• **RECORDS TO PROCESS**
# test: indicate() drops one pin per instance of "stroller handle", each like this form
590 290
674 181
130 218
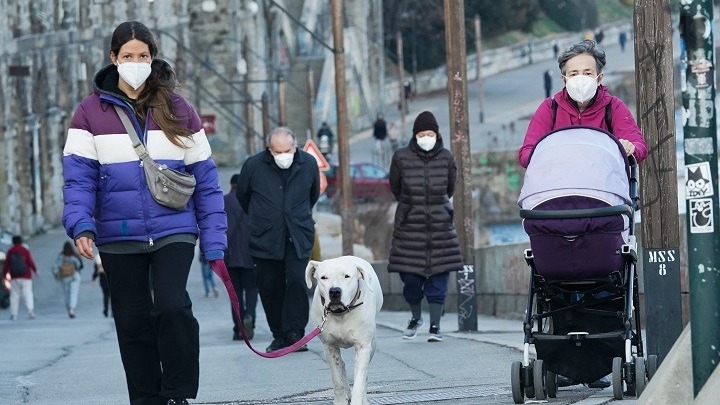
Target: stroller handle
579 213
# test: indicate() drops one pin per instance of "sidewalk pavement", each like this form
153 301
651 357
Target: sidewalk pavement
56 360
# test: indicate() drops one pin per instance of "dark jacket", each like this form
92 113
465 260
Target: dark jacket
279 208
238 252
30 266
424 238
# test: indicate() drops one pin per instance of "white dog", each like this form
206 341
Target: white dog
347 298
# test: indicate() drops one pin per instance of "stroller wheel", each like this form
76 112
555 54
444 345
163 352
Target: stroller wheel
551 384
617 379
651 365
640 376
516 382
539 379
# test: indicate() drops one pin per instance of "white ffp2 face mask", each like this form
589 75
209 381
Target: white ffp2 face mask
134 73
426 143
284 160
581 88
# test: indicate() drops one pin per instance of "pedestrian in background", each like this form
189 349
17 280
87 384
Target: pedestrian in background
547 82
584 101
278 188
67 270
622 39
325 139
239 262
20 266
144 245
100 275
208 278
425 246
393 136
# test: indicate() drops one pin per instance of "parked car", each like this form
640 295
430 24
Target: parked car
369 181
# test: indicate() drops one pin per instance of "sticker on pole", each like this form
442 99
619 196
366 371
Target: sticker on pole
699 181
701 215
311 148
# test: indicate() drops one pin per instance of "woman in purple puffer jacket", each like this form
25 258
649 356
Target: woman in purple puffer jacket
584 101
146 248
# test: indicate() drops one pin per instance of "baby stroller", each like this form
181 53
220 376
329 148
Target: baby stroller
578 203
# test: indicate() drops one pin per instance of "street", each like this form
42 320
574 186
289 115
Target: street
56 360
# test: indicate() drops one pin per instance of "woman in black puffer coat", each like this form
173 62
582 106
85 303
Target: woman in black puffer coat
425 245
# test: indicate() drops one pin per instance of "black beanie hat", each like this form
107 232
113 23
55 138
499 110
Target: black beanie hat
424 122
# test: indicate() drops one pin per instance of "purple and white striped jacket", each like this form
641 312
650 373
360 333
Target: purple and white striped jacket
105 189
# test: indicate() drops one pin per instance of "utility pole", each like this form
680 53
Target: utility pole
478 49
265 117
401 84
281 100
660 222
346 207
701 191
249 116
460 140
311 102
380 50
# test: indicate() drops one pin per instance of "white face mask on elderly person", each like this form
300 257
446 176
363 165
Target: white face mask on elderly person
581 88
581 77
284 160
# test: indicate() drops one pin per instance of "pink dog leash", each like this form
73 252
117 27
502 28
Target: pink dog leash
220 269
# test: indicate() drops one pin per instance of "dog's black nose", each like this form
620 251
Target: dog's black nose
335 293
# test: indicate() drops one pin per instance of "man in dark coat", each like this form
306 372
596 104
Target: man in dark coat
425 245
278 188
239 262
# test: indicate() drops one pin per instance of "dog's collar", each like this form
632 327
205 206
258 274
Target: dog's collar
345 308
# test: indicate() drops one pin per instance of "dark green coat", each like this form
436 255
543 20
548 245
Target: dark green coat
424 238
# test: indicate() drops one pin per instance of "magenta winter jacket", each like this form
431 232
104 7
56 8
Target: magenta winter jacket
623 123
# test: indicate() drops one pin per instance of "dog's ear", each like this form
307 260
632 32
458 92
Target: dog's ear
310 272
365 276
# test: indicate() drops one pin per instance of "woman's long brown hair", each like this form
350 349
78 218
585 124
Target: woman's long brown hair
157 95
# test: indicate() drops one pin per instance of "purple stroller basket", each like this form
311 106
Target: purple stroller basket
576 204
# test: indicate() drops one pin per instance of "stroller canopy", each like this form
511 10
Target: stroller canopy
576 161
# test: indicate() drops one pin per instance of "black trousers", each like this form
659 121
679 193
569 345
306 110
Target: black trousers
102 278
157 332
243 281
283 293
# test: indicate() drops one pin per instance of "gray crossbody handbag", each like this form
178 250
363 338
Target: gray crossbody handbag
168 187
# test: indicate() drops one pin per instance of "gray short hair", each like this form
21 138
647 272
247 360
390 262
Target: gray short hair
585 47
284 131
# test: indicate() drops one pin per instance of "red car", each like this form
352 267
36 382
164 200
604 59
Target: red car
369 181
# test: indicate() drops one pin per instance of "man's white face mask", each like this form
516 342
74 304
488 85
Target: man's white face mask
581 88
426 143
284 160
134 73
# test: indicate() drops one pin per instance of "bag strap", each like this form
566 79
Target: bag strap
137 145
220 269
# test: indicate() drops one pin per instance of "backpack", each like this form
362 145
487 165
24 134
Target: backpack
608 115
67 269
18 267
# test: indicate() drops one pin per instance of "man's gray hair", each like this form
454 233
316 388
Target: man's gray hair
282 131
585 47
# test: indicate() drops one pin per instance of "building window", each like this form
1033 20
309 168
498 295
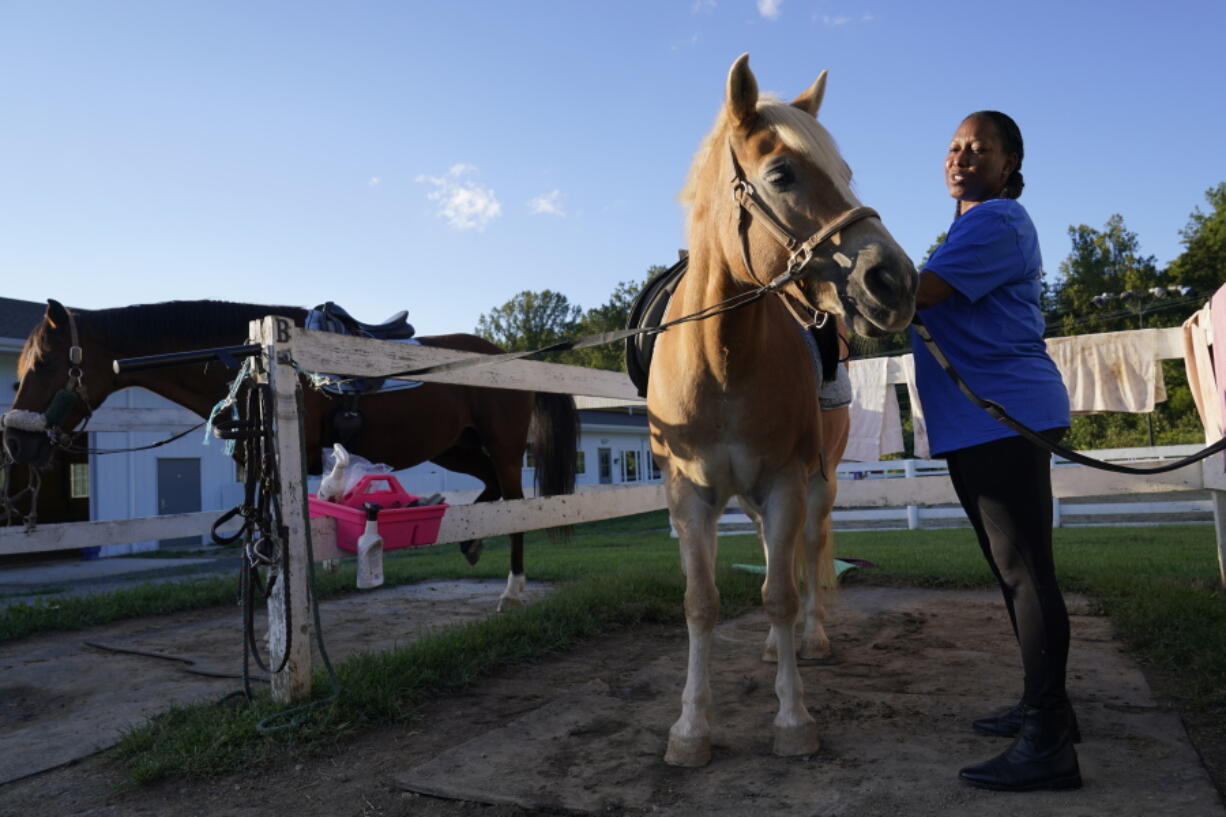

• **WHAT THE EXERCISE ASKS**
Show each line above that contains the string "pink", copying the whole line. Match the case exactly.

• **FULL RESPONSE**
# test: indicate() drops one pin per instance of "pink dog leash", each like this form
Target: pink dog leash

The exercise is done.